▶ **Requirement**
Change every occurrence of "Segment every instance" to "Outline every instance" in the records, leaving everything else as it is.

[Stored entries]
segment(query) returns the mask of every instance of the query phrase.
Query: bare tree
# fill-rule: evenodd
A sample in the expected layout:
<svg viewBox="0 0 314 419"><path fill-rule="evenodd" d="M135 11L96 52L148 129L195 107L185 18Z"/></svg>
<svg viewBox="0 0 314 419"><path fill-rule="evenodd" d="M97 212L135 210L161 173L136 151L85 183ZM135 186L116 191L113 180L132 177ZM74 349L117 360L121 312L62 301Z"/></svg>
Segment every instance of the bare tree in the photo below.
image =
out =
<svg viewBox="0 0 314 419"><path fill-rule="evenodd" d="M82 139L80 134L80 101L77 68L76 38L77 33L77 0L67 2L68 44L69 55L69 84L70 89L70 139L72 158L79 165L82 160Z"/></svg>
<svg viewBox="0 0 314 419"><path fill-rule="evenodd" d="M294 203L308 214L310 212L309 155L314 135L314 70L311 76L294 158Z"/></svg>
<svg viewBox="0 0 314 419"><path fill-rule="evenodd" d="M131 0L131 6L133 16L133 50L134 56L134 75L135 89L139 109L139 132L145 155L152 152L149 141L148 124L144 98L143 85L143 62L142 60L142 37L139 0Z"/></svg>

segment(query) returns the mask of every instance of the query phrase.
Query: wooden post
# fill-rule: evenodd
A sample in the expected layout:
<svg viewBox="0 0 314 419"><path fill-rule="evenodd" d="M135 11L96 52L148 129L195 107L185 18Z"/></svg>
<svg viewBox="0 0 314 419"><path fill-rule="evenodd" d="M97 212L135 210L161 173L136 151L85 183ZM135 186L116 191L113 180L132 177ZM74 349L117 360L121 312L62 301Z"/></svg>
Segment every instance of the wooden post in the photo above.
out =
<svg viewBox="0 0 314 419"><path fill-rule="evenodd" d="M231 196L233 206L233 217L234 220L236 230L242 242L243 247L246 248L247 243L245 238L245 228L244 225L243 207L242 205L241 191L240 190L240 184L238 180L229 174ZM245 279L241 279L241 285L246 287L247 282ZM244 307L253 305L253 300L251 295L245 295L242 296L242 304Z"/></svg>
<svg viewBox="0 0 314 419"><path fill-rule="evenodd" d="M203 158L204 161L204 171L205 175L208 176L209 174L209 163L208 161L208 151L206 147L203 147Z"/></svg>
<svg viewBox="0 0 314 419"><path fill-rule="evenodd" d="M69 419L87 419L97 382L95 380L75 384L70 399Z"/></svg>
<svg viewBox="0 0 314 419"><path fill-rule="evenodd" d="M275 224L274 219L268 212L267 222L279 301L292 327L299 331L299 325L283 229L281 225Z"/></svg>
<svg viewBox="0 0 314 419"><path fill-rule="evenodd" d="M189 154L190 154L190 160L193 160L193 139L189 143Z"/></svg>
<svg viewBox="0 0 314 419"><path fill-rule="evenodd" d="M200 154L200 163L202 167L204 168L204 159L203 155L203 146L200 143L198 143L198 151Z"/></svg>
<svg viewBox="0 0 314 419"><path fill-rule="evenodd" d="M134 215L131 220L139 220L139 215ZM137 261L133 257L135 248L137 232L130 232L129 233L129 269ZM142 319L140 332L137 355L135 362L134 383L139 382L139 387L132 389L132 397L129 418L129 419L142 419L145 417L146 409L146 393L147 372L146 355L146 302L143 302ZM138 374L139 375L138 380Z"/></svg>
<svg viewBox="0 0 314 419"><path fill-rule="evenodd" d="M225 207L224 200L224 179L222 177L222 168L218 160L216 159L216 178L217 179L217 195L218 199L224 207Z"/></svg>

▶ **Response below**
segment(query) returns the mask of every instance of the query phrase.
Query: bare tree
# fill-rule: evenodd
A sample in the expected layout:
<svg viewBox="0 0 314 419"><path fill-rule="evenodd" d="M135 11L96 52L148 129L195 107L185 18Z"/></svg>
<svg viewBox="0 0 314 419"><path fill-rule="evenodd" d="M97 212L135 210L161 173L136 151L85 183ZM135 186L116 191L113 180L132 177ZM74 349L117 360L121 312L62 301Z"/></svg>
Outline every instance of the bare tree in the photo below.
image =
out =
<svg viewBox="0 0 314 419"><path fill-rule="evenodd" d="M82 139L80 134L80 101L77 68L76 38L77 33L77 0L67 2L68 44L69 55L69 84L70 89L70 139L72 158L79 165L82 160Z"/></svg>
<svg viewBox="0 0 314 419"><path fill-rule="evenodd" d="M294 203L308 214L310 212L309 155L314 135L314 70L311 76L294 158Z"/></svg>
<svg viewBox="0 0 314 419"><path fill-rule="evenodd" d="M131 0L131 6L133 16L133 50L134 56L134 75L135 89L139 109L139 132L145 155L152 152L149 141L148 124L144 98L143 85L143 62L142 60L142 37L139 0Z"/></svg>

segment(query) returns the mask of every instance of the query phrase.
Query: wooden post
# fill-rule: evenodd
A sample in the expected layout:
<svg viewBox="0 0 314 419"><path fill-rule="evenodd" d="M135 11L96 52L148 129L195 107L185 18Z"/></svg>
<svg viewBox="0 0 314 419"><path fill-rule="evenodd" d="M97 212L135 210L161 173L136 151L85 183ZM135 186L116 191L113 180L132 177ZM74 349L117 360L121 312L62 301Z"/></svg>
Outline every instance of the wooden post in the photo above.
out =
<svg viewBox="0 0 314 419"><path fill-rule="evenodd" d="M231 196L233 206L233 217L234 220L236 230L242 242L243 247L246 248L247 243L245 238L245 228L244 225L243 207L242 205L241 191L240 190L240 184L238 180L229 174ZM245 279L241 279L241 285L246 287L247 282ZM244 307L253 305L253 300L251 295L245 295L242 296L242 304Z"/></svg>
<svg viewBox="0 0 314 419"><path fill-rule="evenodd" d="M203 158L204 161L204 171L205 175L208 176L209 174L209 163L208 161L208 151L206 147L203 147Z"/></svg>
<svg viewBox="0 0 314 419"><path fill-rule="evenodd" d="M69 419L87 419L97 382L95 380L75 384L70 399Z"/></svg>
<svg viewBox="0 0 314 419"><path fill-rule="evenodd" d="M275 224L274 219L268 212L267 222L279 301L292 327L299 331L299 325L283 229L281 225Z"/></svg>
<svg viewBox="0 0 314 419"><path fill-rule="evenodd" d="M189 154L190 154L190 160L193 160L193 139L189 143Z"/></svg>
<svg viewBox="0 0 314 419"><path fill-rule="evenodd" d="M200 154L200 163L202 167L204 168L204 159L203 155L203 146L200 143L198 143L198 151Z"/></svg>
<svg viewBox="0 0 314 419"><path fill-rule="evenodd" d="M134 215L131 220L139 220L139 215ZM137 261L133 257L135 248L137 232L130 232L129 233L129 269ZM142 319L140 332L137 355L135 362L134 383L139 382L139 387L132 389L132 397L129 418L129 419L142 419L145 417L146 409L146 393L147 372L146 355L146 302L143 302ZM138 374L139 375L138 380Z"/></svg>
<svg viewBox="0 0 314 419"><path fill-rule="evenodd" d="M225 207L224 200L224 179L222 177L222 168L218 160L216 159L216 178L217 179L217 195L218 199L224 207Z"/></svg>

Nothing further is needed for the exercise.